Aufgabe:
Führe den Forumsbeitrag über die Feederausrüstung im Anschluss an seine letzte Zeile fort.

Textauszug:
· · · · · · ·

# Feederausrüstung 2009



## Havelritter (18. Januar 2009)

Hallo und einen schönen guten Morgen!

Für 2009 habe ich mich entschlossen auf das Feederfischen umzusteigen, da meine Matchrute in den letzten Monaten von 2008 schändlich als Feederrute missbraucht wurde - Feedern fetzt!

Vorweg, ich lebe in Potsdam und die Ansitze werden hauptsächlich an der Havel und an den großen Seen in der Umgebung stattfinden.

Meine aktuelle Top-Selektion beläuft sich auf folgende Modelle. Favoriten sind rot markiert + Sternchen.

*Ruten*


Browning Syntec Force Feeder_
3.90 m
__(link)_
Fox Horizon Extreme Feeder FX 1
_(link)_
* Mosella Xedion EVO Cast_
3,70 bis 4,20
(link)
_

*Rollen*


Cormoran Match Master Feeder 6Pi_
570gr. 280m/0,35mm
(link)
_
Browning Syntec Force Xtreme_
540gr. 150m/0,30mm
(link)

· · · · · · ·

Vorliegende Angaben:

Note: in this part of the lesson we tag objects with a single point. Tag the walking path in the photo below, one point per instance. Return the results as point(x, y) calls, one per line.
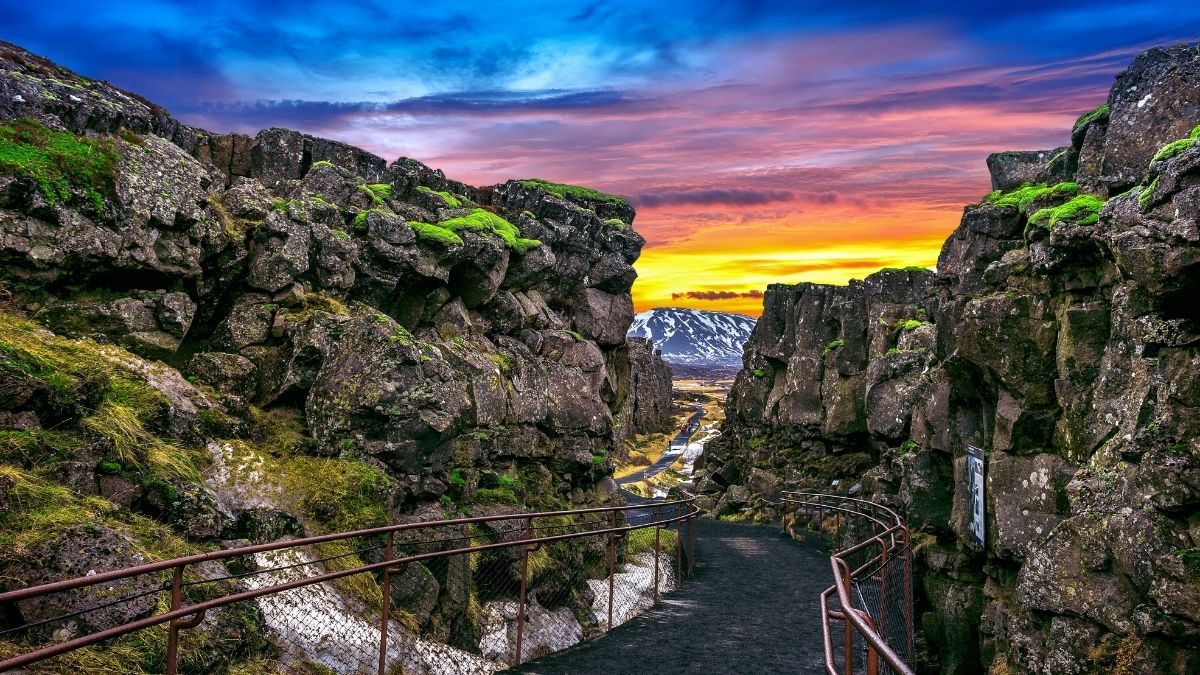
point(751, 607)
point(675, 451)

· · · · · · ·

Ergebnis:
_
* BALZER Syndicate Feeder 7600_
540gr. 200m/0,11mm
(link)
_
Bei der Auswahl der Rute bin ich zu 100% sicher, dass es die Mosella wird. Was mir allerdings noch Kopfzerbrechen bereitet ist die Rolle. Mein ursprünglicher Favorit war die Cormoran, da ich bereits die kleinere Variante (4500) besitze und damit sehr zufrieden bin. Am Balzer Modell gefält mir besonders gut die Spule mit der Verjüngung, allerdings ist die Schnurkapazität recht mager.

Vieleicht habt ihr ja einen Tipp für mich, oder könnt schon aus erfahrung sagen "Ja die ist gut, oder Nein die geht garnicht".


Gruß,
Marco


----------



## schomi (18. Januar 2009)

*AW: Feederausrüstung 2009*

hallo,

du solltest die Rollenwahl überdenken.
Wenn du 140 - 200 € für eine Rute ausgibst, sollte die Rolle hochwertiger ausfallen, da beim feedern größere Belastungen durch ständigen auswerfen und einholen des Futterkorbes auf die Rolle zukommen als beim Grundfischen.
Ich persönlich investiere für eine Rolle gleich viel oder mehr Geld als für eine Rute, weil die Rolle für mich wichtiger ist (Bremse, Schnurwicklung...)


----------



## grazy04 (18. Januar 2009)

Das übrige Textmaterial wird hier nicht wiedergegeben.